* _Task_:
Each line of the material must reappear unchanged in the answer.

Extracted entries Block Start

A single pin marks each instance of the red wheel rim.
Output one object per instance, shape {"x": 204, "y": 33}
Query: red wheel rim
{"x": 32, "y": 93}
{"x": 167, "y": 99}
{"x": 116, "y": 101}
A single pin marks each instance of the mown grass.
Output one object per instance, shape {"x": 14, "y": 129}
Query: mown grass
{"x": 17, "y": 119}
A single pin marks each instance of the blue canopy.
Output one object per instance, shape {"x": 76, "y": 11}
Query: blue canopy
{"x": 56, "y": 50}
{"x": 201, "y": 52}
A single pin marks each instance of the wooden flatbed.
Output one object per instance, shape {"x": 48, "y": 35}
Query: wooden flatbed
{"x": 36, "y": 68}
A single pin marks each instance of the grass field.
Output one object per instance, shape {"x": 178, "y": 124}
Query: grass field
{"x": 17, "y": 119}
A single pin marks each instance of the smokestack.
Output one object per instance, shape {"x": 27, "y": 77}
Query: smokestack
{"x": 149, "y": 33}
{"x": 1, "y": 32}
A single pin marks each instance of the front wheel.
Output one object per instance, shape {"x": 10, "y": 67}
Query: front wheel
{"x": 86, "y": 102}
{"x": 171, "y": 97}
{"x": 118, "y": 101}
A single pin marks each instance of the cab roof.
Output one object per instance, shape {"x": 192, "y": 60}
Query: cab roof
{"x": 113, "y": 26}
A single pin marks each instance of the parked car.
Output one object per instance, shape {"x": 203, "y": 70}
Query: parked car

Extracted entries Block End

* _Your solution_:
A single pin marks each instance of the red wheel rim.
Output one object per instance, shape {"x": 204, "y": 33}
Query: red wheel rim
{"x": 32, "y": 93}
{"x": 167, "y": 99}
{"x": 116, "y": 101}
A single pin marks each instance of the mown grass.
Output one object per instance, shape {"x": 14, "y": 129}
Query: mown grass
{"x": 17, "y": 119}
A single pin marks each instance of the blue canopy.
Output one object per instance, shape {"x": 76, "y": 11}
Query: blue canopy
{"x": 56, "y": 50}
{"x": 201, "y": 52}
A single pin marks each instance of the wooden flatbed.
Output one object per instance, shape {"x": 48, "y": 35}
Query: wooden flatbed
{"x": 36, "y": 68}
A single pin marks each instance of the grass field.
Output one object per instance, shape {"x": 178, "y": 124}
Query: grass field
{"x": 17, "y": 119}
A single pin marks each instance of the smokestack.
Output one object per instance, shape {"x": 27, "y": 77}
Query: smokestack
{"x": 149, "y": 33}
{"x": 1, "y": 32}
A single pin marks each instance of the front wheel.
Output one object per instance, shape {"x": 10, "y": 67}
Query: front wheel
{"x": 86, "y": 102}
{"x": 171, "y": 97}
{"x": 118, "y": 101}
A single pin marks each instance of the cab roof.
Output one object per instance, shape {"x": 192, "y": 60}
Query: cab roof
{"x": 113, "y": 26}
A single pin marks each instance of the parked car.
Output one object per instance, shape {"x": 203, "y": 70}
Query: parked car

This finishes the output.